=== Problem statement ===
Locate each line in the listing below that contains the word "window", and copy those lines in full.
*** Material for this task
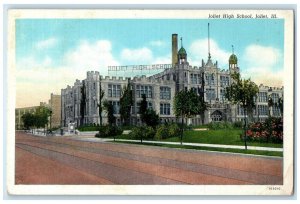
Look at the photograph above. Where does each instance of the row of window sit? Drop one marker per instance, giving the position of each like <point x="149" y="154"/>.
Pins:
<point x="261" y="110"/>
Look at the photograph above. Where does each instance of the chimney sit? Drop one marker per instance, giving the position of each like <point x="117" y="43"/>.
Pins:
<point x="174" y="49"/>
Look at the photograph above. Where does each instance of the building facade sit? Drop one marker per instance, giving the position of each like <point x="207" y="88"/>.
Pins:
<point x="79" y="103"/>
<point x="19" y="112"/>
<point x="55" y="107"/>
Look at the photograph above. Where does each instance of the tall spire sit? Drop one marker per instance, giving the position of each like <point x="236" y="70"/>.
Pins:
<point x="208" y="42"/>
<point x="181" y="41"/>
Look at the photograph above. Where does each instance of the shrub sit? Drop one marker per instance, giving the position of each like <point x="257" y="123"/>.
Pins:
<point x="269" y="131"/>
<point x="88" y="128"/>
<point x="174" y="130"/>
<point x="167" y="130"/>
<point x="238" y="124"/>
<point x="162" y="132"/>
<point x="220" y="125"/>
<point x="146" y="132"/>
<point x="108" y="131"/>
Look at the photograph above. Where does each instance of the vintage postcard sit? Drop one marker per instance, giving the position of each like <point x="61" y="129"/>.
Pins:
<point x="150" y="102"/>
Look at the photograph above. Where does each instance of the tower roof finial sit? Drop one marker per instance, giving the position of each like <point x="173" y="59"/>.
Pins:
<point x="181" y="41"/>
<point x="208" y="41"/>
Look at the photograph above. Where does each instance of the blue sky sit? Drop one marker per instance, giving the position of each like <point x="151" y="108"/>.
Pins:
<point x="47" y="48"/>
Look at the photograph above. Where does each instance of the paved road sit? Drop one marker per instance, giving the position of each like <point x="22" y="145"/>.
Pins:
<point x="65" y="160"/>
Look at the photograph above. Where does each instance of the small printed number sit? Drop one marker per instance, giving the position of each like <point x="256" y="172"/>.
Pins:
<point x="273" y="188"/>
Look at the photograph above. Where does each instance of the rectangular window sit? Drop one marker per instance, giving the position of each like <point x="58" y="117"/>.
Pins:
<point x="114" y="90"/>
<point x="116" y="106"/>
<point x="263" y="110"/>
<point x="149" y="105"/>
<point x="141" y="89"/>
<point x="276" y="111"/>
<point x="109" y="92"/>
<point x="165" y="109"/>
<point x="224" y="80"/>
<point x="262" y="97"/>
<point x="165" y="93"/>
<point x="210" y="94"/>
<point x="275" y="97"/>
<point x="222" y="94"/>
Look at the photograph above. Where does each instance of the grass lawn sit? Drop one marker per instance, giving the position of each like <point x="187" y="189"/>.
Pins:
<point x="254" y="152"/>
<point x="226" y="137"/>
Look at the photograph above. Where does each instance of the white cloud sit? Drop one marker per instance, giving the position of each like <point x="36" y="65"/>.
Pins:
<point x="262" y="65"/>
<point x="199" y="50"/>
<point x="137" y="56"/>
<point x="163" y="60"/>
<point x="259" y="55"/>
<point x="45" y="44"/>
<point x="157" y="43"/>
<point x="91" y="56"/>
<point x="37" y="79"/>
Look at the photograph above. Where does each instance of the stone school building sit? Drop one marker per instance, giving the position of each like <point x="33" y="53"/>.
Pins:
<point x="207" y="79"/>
******
*** Material for this task
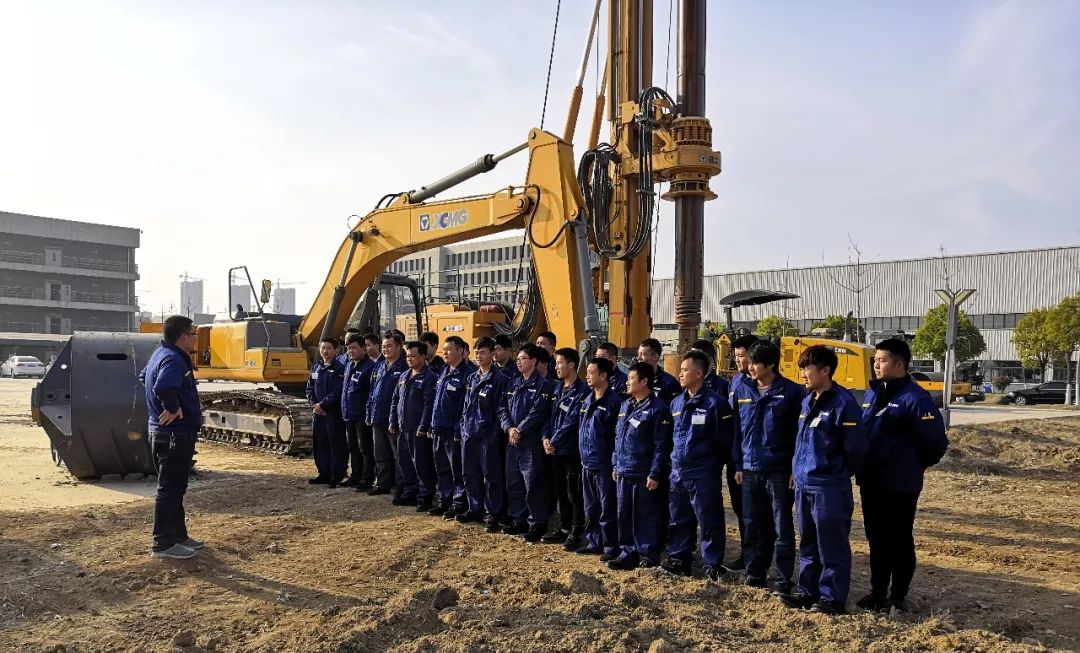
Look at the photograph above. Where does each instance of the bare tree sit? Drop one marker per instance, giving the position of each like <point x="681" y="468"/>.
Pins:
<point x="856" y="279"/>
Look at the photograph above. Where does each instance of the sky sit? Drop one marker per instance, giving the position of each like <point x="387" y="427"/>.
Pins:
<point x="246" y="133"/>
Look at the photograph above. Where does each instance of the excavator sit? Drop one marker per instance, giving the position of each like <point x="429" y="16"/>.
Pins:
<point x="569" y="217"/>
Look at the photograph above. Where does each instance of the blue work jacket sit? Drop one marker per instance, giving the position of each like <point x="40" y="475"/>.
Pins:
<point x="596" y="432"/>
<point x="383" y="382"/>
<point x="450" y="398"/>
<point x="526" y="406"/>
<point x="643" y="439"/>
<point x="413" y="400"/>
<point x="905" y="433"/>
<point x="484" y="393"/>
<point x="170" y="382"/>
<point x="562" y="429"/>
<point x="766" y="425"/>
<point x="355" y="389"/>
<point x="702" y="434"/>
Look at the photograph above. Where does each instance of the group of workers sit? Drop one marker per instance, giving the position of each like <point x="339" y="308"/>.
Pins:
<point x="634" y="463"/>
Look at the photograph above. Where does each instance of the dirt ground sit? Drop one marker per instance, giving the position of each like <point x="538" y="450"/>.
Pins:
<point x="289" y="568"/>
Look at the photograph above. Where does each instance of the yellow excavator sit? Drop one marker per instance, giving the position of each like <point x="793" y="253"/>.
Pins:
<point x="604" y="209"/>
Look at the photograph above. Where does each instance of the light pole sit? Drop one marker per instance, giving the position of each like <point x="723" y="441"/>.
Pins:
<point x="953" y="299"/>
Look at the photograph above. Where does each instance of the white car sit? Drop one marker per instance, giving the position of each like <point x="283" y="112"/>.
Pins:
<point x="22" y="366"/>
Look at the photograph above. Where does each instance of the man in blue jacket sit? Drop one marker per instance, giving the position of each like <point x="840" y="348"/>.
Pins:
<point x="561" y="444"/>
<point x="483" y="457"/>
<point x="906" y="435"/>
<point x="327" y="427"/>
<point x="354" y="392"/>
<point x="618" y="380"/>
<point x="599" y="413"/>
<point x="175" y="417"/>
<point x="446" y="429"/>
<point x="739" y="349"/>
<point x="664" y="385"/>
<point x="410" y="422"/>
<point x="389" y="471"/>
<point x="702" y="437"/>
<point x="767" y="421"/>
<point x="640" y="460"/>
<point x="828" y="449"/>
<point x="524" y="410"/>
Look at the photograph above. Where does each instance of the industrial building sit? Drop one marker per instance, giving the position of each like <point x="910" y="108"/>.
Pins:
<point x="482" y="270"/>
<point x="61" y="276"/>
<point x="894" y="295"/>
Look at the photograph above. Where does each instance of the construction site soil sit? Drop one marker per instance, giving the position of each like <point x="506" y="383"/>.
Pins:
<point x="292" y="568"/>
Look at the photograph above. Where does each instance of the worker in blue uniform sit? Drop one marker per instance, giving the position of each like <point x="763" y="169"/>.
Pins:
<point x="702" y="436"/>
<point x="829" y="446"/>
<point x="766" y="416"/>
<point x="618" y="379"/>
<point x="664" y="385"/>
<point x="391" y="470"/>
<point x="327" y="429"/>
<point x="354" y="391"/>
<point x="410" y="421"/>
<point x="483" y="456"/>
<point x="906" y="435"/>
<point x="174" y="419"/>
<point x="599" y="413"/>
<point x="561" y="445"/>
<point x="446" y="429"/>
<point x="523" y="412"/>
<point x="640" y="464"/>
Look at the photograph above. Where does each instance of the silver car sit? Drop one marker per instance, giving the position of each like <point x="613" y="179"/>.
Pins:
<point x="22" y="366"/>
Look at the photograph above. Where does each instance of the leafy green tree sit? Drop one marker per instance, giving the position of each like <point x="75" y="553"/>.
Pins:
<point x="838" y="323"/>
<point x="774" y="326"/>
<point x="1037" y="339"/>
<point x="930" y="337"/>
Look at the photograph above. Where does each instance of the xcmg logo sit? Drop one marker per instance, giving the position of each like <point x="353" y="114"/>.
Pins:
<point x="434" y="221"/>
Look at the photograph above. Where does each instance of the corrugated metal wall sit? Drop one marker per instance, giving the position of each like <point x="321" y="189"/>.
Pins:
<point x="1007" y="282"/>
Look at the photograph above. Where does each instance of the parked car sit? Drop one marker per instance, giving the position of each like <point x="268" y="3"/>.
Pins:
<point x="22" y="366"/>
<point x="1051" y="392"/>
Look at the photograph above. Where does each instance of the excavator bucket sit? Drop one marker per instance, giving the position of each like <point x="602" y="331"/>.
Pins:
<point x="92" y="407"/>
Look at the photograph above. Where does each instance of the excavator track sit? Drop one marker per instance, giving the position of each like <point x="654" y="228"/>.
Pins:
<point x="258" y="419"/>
******
=== Expected output ===
Look at the photograph above. Where does each instance of the row of window sit? Drop one marker per instance, giving the position of each like <point x="149" y="154"/>.
Look at the photograph above. Where does each instance of the rectangular window sit? Drop one marker per instance, giving the position of each like <point x="58" y="117"/>.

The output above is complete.